• Required actions
A. In the blog post on modesty, which people does the quoted passage say we are called to love? List them all.
B. Answer these questions about the blog post on modesty, one line each:
(i) Who wrote the book *Five Lies of Our Anti-Christian Age*?
(ii) In what month did the writer post about privacy in a public setting?
(iii) What has the writer chosen to remain online?
C. Echo the blog post on modesty word for word, starting at "Breaking this down" and ending at "to share here.".

I listened to an audiobook recently that brought up an interesting discourse on the nature of modesty for Christians, which went beyond the concept of dress or appearance. Rather, it was about how we engage with others and the extent to which we expose ourselves on a more philosophical level.
I won't be offering a full book review here as there were some issues I had with the book (despite agreeing with some of the content in theory), but Five Lies of Our Anti-Christian Age by Rosaria Butterfield does offer a lot to think through, especially for Christian women. The last lie that she covered was actually the one that affected me most. With apologies to the punctuation and formatting as I transcribed the following quote based off the audiobook, I thought I'd share one of the points that she made:
"Discourse on social media is public and has created a Christian world where seemingly everything is public. Confusing public and private has created great personal pain for people. It has created false conflicts, discouraged reconciliation, and has falsified the rightful place of the keys of the Kingdom, which Jesus Christ has given to the church, not the Internet.
Actual journalism is different from an Internet brawl. I have benefited greatly from women in journalism. Biblical journalism is a blessing to the church, but not everyone with a blog or a brand engages public conflicts with godly conduct.
And on this point, Christian women need to be careful. I have seen reputations ruined, not because of what other people said about Christian women, but because of their own conduct. The bottom line is this: when modesty is exchanged for exhibitionism and then promoted as a new Christian virtue, especially in our social media-infused world, no one is more hurt by it than women. For women who wish to conduct themselves with modesty as the Lord desires, we need to be mindful of our social media footprint.
Regardless of what others do or say, we are called to be above reproach. The Internet escalates gossip, slander, and irreconcilable breeches of fellowship. The people you are directed by God to influence, even if they are no longer in your home, deserve private communication. Loving your children, church, and neighbors is a high calling. If a Christian woman has the reputation of loving her Twitter neighbor while neglecting her real one, this is a vile testimony indeed. A healthy dose of modesty could bring us all to our senses."
Breaking this down into four points, I wanted to share a little bit about what God has been teaching me through other interactions I've had with people and some of this text. Together, I've come to a few practical applications for my life that I'm happy to share here.
- I really appreciate the delineation between private and public realms in this quote. Incidentally, I wrote a post on the topic of privacy in a public setting back in December; however, I hadn't really touched on how being public all the time can affect interpersonal relationships or how this confusion between the two realms can lead to pain. The line that stopped me in my tracks was about how the keys of the Kingdom are given to the church, not the Internet. It's not to say that Internet ministry isn't valid or necessary, but it does keep me from giving all of my time and efforts to a platform that may or may not be the best way to reach the people that God has called me to.
- This is a sobering reminder that having a blog or a brand does not extend to nor does it always accurately reflect our behaviour. How many times have I been disappointed at how people have conducted themselves online? How many times has the temptation been there for me to engage in the same actions? I'm not saying that my online record is spotless, but it is a call to keep asking God for His help in how I conduct myself digitally as well.
- I struggle with the concept of exhibitionism and am grateful that I've chosen to remain anonymous. Though I've had aspirations in the past of becoming an "expert" of sorts who can benefit others with relevant information, I don't seek to be an influencer. If anything, any influence I exert (which I assume would be quite nil) should be to point back to Jesus or to the Bible. While I can admire some online personalities for being able to make things look effortless and inspiring, I'm at the point in my life where I don't want to adopt lifestyle trends for the sake of monetization.
- The author of this book makes many bold assertions, so I'm not surprised that the language of vileness is used here. While I would potentially walk that word back, I can understand where she is coming from as she also teaches on the necessity of hospitality as part of our Christian witness. Even if the language is strong here, I do appreciate the idea of being present when surrounded by others and not being lost to online activities, which I am frequently guilty of committing. Modesty in this sense to me, seems to reference more of a self-control and proper prioritization of life, in addition to what we expose ourselves to or expose of ourselves online.

• Data under study
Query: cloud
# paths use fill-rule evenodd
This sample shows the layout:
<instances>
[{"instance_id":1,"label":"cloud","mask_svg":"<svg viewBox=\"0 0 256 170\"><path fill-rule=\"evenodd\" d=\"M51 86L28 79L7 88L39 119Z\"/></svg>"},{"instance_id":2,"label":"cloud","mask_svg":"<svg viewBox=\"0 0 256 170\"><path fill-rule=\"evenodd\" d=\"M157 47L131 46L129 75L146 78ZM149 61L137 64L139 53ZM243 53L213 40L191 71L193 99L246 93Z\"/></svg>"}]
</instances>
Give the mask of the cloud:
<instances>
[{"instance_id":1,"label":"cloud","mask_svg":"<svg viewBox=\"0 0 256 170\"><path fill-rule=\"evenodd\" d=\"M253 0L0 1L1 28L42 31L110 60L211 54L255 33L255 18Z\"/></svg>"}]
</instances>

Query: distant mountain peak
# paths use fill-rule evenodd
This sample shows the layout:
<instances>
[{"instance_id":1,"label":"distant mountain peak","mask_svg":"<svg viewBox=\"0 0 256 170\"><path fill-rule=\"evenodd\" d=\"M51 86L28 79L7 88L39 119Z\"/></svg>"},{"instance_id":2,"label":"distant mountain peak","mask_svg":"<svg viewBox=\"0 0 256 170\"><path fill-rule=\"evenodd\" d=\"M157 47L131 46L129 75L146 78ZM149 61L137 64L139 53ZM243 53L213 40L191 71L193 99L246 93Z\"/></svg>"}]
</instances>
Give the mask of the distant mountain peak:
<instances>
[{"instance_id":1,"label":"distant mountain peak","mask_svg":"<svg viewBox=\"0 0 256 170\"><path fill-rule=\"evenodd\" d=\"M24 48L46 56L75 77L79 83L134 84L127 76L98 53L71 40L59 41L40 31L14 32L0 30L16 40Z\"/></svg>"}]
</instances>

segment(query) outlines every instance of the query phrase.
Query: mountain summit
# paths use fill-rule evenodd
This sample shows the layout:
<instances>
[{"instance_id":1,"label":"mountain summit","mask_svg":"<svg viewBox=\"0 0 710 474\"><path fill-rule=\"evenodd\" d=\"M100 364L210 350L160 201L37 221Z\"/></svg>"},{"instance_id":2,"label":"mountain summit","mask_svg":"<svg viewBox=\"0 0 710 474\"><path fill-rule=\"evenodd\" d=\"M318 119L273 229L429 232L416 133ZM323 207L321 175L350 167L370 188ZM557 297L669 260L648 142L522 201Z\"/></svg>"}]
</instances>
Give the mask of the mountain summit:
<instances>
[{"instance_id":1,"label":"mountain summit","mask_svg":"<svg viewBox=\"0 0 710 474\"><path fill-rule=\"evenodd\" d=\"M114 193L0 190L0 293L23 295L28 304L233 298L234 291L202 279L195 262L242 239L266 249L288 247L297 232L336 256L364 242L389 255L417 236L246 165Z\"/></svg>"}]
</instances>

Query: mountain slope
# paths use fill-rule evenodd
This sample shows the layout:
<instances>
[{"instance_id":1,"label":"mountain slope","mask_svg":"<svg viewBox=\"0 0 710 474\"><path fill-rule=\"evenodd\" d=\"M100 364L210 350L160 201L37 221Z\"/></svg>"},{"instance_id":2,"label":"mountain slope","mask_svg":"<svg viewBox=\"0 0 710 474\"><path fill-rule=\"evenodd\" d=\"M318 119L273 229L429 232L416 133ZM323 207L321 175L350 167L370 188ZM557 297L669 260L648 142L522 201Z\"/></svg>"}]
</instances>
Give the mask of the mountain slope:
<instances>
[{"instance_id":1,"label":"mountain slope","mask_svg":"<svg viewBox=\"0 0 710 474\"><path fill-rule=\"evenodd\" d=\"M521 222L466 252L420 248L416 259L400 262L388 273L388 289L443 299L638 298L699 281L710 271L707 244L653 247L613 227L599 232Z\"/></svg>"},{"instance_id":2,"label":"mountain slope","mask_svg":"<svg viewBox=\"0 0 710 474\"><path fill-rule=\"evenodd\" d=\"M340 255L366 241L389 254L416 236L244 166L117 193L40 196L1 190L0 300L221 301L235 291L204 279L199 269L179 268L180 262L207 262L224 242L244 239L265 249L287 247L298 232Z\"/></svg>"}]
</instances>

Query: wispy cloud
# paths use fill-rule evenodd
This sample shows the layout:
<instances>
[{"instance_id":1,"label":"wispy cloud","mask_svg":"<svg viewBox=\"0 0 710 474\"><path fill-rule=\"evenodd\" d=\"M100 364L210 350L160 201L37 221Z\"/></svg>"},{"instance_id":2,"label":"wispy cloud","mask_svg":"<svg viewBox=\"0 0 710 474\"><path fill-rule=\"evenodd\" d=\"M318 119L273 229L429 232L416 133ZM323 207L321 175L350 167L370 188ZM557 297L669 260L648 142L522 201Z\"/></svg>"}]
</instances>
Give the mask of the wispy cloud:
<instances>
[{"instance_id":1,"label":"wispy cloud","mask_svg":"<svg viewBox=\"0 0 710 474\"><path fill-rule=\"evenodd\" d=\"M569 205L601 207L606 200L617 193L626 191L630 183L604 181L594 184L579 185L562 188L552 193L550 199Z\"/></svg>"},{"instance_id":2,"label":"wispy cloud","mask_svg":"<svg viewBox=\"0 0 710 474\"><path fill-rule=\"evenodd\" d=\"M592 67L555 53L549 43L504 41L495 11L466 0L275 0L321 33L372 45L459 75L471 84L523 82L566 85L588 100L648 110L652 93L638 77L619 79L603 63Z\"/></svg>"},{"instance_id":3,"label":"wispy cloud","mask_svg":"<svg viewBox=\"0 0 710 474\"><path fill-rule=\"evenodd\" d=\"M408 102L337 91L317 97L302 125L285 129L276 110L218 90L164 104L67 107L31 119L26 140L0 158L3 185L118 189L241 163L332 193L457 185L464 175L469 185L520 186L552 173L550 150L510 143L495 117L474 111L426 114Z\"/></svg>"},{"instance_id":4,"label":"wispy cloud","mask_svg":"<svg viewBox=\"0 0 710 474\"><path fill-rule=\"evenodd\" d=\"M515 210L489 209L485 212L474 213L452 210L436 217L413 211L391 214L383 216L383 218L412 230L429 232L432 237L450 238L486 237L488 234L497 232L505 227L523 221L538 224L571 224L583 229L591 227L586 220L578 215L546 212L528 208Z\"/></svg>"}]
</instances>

• Expected responses
A. Children, church, and neighbors

B.
(i) Rosaria Butterfield
(ii) December
(iii) Anonymous

C.
Breaking this down into four points, I wanted to share a little bit about what God has been teaching me through other interactions I've had with people and some of this text. Together, I've come to a few practical applications for my life that I'm happy to share here.